(Passage shown begins)

DENVER — Denver Public Schools (DPS) Superintendent Susana Cordova and a doctor from Denver Health provided an update Tuesday morning as students in the district continue to phase into in-person learning.
Cordova was joined by Dr. Bill Burman for the 11 am. briefing where they discussed district updates, as well as health conditions for the Denver area.
“Rates within school-aged children in Denver remain relatively low and stable," Burman said. “In part, for that reason, we continue to think that the Denver Public Schools’ plan of carefully reopening in-person instruction in phases, starting with the youngest children, is a very good plan.”
All first grade students are phasing into in-person learning this week. Plans vary by school and were distributed by individual principals. Students in second through fifth grades will return to full in-person learning on Oct. 21, which coincides with the beginning of the second quarter.
DPS has partnered with COVIDCheck Colorado, a social benefit enterprise of Gary Community Investments, to provide staff access to fast and accurate COVID-19 testing, symptom tracking and tools to support public health department contact-tracing efforts.
Cordova said Tuesday that about 25% of DPS educators have participated in that COVID-19 testing so far with positive results in the 1% range.
“Our numbers are very, very low right now, and it certainly seems to mirror the trends that we’re seeing [in] school districts that are open,” Cordova said. “We are monitoring that very closely so that we can make sure that our reopening is safe.”
Students in the sixth through 12th grades are also expected to begin in-person instruction on Oct. 21. That in-person instruction will look different depending on the school, Cordova said last week. She said students would have a minimum of 10 hours per week of in-person instruction, but said some schools might have more.
Cordova also said Tuesday that one of the biggest challenges has been planning around the "very different" scenarios and accommodations at each school, particularly at the high school level.
"We have some high schools, for example, where close to half of the students have selected the 100% percent virtual program; we have other high schools where 80% percent have selected the in-person program, so very different scenarios [in] terms of how to be able to do that," Cordova said.
Cordova said in all cases, any family who has selected in-person instruction will have scheduled times within DPS buildings to receive support to go along with course work conducted virtually.
Students have the option to continue with 100% online learning. That decision is binding for the duration of the first semester (end of December) but could be revisited after that, according to DPS.

(Passage shown ends)

- Study questions -
• A. According to the Denver schools article, what is the minimum weekly in-person instruction for students in grades six through 12?
• B. Print the Denver schools article between "Students have the" and "according to DPS.", inclusive.
• C. Decide whether each statement agrees with the Denver schools article: (i) About a quarter of DPS educators have taken part in the COVID-19 testing. (ii) Families who choose 100% online learning may switch at any point during the first semester. (iii) First grade plans were distributed by the district office. Answer yes or no for each, quoting the deciding words.
The items have nothing to do with the Denver schools article.

(Exercise data begins)

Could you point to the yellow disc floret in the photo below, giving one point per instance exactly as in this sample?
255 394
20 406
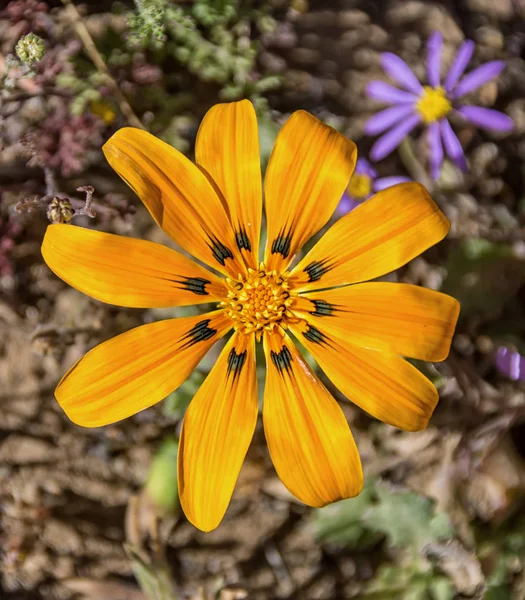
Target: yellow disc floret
259 301
433 104
360 186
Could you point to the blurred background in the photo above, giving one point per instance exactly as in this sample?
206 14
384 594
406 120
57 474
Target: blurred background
93 514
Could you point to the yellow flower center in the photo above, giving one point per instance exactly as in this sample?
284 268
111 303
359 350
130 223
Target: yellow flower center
258 302
360 186
433 104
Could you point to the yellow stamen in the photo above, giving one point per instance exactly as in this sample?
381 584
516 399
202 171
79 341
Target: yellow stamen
433 104
258 302
360 186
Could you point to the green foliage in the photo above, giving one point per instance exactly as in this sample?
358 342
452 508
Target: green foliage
153 577
484 277
177 402
212 39
161 486
406 521
504 550
147 24
341 523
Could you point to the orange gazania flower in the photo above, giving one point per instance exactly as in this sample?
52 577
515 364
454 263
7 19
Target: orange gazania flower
358 332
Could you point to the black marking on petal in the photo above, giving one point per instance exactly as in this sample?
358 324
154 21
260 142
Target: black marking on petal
322 308
220 251
282 360
315 270
243 242
197 285
198 333
281 244
236 363
314 335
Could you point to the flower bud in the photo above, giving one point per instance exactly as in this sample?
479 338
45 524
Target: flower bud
60 210
30 48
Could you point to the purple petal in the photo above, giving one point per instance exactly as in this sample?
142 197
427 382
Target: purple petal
384 182
478 77
380 90
434 47
510 363
487 118
400 72
452 145
435 148
457 68
391 140
346 204
383 120
363 167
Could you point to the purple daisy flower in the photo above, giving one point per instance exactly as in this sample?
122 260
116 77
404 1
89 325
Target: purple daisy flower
510 363
432 104
363 184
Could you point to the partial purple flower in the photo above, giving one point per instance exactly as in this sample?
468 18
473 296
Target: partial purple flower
363 184
431 105
510 363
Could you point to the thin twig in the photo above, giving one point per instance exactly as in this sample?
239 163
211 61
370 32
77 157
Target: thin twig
98 61
20 96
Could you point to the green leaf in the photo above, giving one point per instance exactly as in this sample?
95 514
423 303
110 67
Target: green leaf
340 523
483 276
162 486
406 518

(Exercise data ends)

- Set of answers -
• A. A minimum of 10 hours per week.

• B.
Students have the option to continue with 100% online learning. That decision is binding for the duration of the first semester (end of December) but could be revisited after that, according to DPS.

• C.
(i) Yes: "about 25% of DPS educators have participated in that COVID-19 testing so far"
(ii) No: "That decision is binding for the duration of the first semester"
(iii) No: "were distributed by individual principals"